**Explore the material:**
1) In the Virtual Boy audio discussion below, rewrite the paragraph beginning "It would be less expensive" as a short list that keeps its main facts.
2) Please answer these questions from the Virtual Boy audio discussion below, one line each:
(a) What does a VB amp with speakers cost on eBay?
(b) What high-pass filter frequency does the RC circuit apply?
(c) What components does the writer mostly see on the amplifier board?
3) Pick up the Virtual Boy audio discussion below after its last sentence and continue it.

**Source text:**
[Start of Attachment]

I’ve watched a few videos and audio clips of people playing real Virtual Boys. The sound output from the speakers sounded like they were passing through some frequency equalizer or something, rather than the crispy-clear output of emulators.
I’d like to apply that effect to some audio files to see how they would sound, if someone removed the speakers from a VB unit and managed to hook them up to a PC for audio.
What frequency bands should I specify in audio editing programs, such as Audacity, to recreate this quality?
A big part of that is that you’re dealing with very tiny speakers that don’t output much bass. Looking at the amplifier board there aren’t any obvious induction coils for setting a bass roll off. I’m seeing capacitors and transistors mostly. It’s possible that some high frequencies have been somewhat attenuated, but most of the sound again is going to be the cheap tiny speakers.
Honestly I don’t see a whole lot of difference between the VB internal speakers and the ones used on the DMG-01 or GBC. It’s just that it sounds louder because now it’s stereo. I like using headphones because it sounds a lot better and I feel more immersed when playing red alarm, but to each his own.
To accurately come up with some sort of frequency filter that would do as you ask, you would need to somehow rig up an audio input into a virtual boy amp board, install the thing into a virtual boy shell (doesn’t matter if the VB works as long as the amp does and gets power), then play a frequency sweep through the speakers in an anechoic chamber into a perfectly flat test calibration microphone. That’s going to be $$$$$ to pull off.
It would be less expensive to just buy a VB amp with speakers ($15 on eBay), build a wooden box and stick the speakers and mic inside. Play your sound through the VB amp and speakers, record off the mic to get the effect. It won’t be the same as listening to the speakers in open air, but it might be close enough.
Is there a way to get line-level output from the VB? Am I correct in understanding that it would have the same problems as the Genesis and smartphones in that the output is amped for headphones?
The audio output from the VSU is a DC signal that gets converted to analog and attenuated with the volume wheel. All of that processing takes place on a small board mounted next to one of the displays, so tapping into the digital line shouldn’t be too problematic.
Having said that, the audio quality is the same on the analog side of things because the only processing is an RC circuit that applies an inaudible ~7.234 Hz high-pass filter, followed by the attenuation from the volume wheel. The audio signal in Virtual Boy isn’t irreversibly transformed on output like it is on NES and some other systems.

[End of Attachment]

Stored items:

[Start of Attachment]

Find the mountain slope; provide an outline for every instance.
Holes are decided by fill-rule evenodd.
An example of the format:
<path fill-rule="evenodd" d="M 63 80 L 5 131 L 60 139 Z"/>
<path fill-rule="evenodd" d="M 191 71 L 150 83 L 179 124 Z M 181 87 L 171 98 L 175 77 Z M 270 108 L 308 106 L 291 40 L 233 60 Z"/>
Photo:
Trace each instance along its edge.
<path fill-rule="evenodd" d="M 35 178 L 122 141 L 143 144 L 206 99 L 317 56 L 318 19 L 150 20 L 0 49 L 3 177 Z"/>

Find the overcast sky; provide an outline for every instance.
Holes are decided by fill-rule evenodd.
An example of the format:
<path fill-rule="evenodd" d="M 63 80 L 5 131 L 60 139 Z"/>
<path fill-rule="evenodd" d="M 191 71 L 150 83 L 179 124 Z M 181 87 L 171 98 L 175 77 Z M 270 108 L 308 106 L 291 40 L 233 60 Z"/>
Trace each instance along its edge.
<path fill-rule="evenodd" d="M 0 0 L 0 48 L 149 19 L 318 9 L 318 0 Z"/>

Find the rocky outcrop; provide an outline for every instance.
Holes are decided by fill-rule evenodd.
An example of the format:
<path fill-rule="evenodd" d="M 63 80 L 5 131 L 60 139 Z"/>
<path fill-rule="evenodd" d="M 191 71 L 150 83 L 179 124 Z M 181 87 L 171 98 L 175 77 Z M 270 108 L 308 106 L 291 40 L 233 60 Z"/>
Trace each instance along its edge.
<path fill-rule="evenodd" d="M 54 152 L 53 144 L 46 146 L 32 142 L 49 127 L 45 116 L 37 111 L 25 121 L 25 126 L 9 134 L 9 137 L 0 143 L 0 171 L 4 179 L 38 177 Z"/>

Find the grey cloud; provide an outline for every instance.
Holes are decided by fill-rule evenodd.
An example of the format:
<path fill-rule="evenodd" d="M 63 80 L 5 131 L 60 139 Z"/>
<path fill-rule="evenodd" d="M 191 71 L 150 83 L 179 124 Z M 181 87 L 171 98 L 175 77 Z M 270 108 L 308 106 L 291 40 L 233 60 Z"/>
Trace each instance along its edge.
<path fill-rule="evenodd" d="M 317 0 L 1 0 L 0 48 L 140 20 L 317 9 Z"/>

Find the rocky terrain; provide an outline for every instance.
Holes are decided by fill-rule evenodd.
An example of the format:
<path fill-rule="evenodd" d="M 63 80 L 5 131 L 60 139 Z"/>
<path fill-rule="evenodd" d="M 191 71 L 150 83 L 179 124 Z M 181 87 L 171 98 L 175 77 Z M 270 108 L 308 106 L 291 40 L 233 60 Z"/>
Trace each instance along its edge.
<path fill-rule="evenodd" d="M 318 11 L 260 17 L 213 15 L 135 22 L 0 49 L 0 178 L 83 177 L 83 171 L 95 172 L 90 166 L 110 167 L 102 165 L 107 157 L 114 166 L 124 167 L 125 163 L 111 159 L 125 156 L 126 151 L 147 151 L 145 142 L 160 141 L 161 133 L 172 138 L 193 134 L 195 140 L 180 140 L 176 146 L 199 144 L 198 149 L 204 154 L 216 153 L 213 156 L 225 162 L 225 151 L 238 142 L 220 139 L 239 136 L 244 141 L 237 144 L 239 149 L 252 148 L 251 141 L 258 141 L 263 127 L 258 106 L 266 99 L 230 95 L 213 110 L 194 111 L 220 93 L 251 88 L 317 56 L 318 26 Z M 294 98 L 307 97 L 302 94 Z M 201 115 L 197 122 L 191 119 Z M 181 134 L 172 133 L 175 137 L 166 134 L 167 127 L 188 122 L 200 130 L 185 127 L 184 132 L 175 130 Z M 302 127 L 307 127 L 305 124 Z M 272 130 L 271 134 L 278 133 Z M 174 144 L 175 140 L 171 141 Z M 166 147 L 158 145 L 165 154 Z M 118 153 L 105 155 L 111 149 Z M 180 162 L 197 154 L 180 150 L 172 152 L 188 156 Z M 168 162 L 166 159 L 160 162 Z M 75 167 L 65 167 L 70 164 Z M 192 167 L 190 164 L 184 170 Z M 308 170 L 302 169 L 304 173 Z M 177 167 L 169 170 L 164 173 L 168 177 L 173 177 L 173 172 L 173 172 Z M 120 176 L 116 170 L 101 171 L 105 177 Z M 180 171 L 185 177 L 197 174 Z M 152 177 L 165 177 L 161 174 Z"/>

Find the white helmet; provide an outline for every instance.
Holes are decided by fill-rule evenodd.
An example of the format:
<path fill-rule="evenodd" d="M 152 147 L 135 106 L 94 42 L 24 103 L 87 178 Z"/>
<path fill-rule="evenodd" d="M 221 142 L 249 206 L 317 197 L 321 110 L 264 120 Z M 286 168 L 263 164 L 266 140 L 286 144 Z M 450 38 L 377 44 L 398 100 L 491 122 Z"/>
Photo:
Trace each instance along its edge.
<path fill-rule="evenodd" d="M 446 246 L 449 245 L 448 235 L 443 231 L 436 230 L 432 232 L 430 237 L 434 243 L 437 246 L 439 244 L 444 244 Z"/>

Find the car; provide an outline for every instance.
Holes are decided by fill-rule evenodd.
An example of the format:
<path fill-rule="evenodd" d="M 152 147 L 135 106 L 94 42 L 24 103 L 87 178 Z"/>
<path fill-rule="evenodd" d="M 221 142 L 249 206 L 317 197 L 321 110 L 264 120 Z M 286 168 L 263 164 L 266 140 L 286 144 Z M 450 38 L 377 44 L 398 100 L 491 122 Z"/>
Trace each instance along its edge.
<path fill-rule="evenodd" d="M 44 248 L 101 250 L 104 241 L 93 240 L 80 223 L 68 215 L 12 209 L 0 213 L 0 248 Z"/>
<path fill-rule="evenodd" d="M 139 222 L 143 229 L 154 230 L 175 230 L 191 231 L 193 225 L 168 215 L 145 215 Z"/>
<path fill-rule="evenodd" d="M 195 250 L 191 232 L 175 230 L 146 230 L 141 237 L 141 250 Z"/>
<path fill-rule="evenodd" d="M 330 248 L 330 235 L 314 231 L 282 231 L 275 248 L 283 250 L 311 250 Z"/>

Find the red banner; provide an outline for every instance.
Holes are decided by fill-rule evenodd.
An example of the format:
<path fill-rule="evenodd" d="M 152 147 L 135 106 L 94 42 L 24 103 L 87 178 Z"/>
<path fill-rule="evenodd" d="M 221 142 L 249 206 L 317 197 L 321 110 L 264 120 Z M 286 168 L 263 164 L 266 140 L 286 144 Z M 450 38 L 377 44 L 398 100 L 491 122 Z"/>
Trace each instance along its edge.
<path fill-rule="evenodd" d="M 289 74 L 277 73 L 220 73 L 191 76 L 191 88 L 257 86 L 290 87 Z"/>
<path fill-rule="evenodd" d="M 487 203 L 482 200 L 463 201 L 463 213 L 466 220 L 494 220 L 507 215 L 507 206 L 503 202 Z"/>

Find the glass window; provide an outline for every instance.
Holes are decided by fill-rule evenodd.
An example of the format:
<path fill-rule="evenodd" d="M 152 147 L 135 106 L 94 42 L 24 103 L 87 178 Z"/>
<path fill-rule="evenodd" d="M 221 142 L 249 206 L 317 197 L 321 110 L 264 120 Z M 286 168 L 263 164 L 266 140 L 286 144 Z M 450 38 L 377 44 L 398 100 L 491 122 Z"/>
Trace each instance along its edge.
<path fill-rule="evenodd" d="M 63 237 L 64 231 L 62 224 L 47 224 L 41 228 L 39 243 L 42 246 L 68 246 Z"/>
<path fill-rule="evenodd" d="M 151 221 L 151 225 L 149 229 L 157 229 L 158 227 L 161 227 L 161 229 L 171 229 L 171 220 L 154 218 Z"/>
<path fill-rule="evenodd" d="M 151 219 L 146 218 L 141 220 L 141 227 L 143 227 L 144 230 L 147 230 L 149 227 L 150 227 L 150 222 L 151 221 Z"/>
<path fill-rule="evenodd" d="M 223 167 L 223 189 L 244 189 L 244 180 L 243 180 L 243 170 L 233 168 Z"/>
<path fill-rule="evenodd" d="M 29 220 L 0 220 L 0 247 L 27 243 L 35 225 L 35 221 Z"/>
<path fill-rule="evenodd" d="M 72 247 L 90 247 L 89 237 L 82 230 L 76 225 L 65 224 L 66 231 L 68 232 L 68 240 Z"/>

[End of Attachment]

**Answers to the problems:**
1)
- A cheaper option is to buy a VB amp with speakers, about $15 on eBay.
- Build a wooden box and put the speakers and a mic inside it.
- Play the sound through the VB amp and speakers, and record from the mic to capture the effect.
- The result won't match listening to the speakers in open air, but it might be close enough.

2)
(a) $15
(b) About 7.234 Hz
(c) Capacitors and transistors

3)
The sigal on those 4 wires to the VUE-AMP-01 board has to be analogue. There are no ICs on that board and nothing that looks even close to being a digital to analogue converter. One wire (probibly red) is battery power for the amplifier board, one is probibly signal ground, and the other two are the left and right channels respectivey. Its here that you would tap into. If these had a digital signal, all you could hope to hear would be noise that sounded like static.
I have this Foobar2000 Equalizer Preset file on my hard drive. Does this sound any good to the quality you get out of the “cheap tiny speakers”?
We just don’t want to get original VB hardware, I just want to replicate the effect in software.
I don’t have foobar, but the other challenge is that the sound system you intend to play the sound through will also affect the results. It’s going to sound different on a smartphone than it will offer some good computer speakers, some good headphones, or a $4000 surround system with good subwoofers and a proper eq for the room.
Imho this is going to be a wild goose chase. It’s not just the eq that will be part of the “VB sound” it’s also going to be any distortion caused by the amp, the speakers etc, all if which may get worse ad time goes on and components age.
I’m of the opinion that the headphone jack is the best way to play these games. The sterio is a lot cleaner and more immersive.
If you still want to pursue this, you will need reference quality speakers, some way to measure the frequency response of original hardware and some way to compare your filter to original hardware. Otherwise it’s all subjective and wether or not the results sound like a VB is anyone’s guess.